> [GOAL OF THE EXERCISE]
In the material below, find each line with the word "mountain" and copy it.

------ GIVEN INFORMATION ------

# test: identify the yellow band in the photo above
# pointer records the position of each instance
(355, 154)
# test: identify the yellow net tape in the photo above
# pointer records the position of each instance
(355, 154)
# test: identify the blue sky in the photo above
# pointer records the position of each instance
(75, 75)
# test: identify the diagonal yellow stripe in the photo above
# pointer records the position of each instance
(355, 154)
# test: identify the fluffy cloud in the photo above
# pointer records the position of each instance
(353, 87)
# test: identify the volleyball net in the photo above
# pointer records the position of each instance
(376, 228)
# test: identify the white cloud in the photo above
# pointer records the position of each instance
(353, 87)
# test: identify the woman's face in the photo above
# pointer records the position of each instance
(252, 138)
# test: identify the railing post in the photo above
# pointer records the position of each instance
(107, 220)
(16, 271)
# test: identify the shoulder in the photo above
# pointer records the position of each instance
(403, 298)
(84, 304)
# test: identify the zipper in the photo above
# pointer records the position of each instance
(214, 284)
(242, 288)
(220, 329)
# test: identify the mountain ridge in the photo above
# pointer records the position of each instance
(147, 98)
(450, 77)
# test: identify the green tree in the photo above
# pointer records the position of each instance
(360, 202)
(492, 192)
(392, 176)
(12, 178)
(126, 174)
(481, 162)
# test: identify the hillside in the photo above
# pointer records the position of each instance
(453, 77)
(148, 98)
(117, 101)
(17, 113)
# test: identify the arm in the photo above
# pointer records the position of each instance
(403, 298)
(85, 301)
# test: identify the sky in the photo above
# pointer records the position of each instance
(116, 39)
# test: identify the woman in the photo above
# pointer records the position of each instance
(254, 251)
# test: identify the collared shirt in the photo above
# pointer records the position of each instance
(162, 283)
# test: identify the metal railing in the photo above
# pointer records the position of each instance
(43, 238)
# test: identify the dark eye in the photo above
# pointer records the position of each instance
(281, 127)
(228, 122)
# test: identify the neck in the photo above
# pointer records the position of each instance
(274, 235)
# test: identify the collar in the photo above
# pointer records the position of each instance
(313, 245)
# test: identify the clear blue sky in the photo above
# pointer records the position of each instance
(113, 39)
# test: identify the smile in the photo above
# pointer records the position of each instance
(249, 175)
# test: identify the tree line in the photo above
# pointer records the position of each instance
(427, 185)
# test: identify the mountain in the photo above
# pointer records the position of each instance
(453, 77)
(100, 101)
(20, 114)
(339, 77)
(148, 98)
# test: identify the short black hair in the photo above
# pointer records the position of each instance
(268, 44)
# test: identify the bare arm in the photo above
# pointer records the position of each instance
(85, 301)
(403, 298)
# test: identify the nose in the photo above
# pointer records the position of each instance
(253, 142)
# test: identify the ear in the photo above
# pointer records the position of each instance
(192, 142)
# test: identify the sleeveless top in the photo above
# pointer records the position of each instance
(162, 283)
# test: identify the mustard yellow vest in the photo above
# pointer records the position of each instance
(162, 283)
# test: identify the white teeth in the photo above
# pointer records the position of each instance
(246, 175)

------

> [SOLVED PROBLEM]
# test: identify the mountain ridge in the photo above
# test: identify the mountain in the photo above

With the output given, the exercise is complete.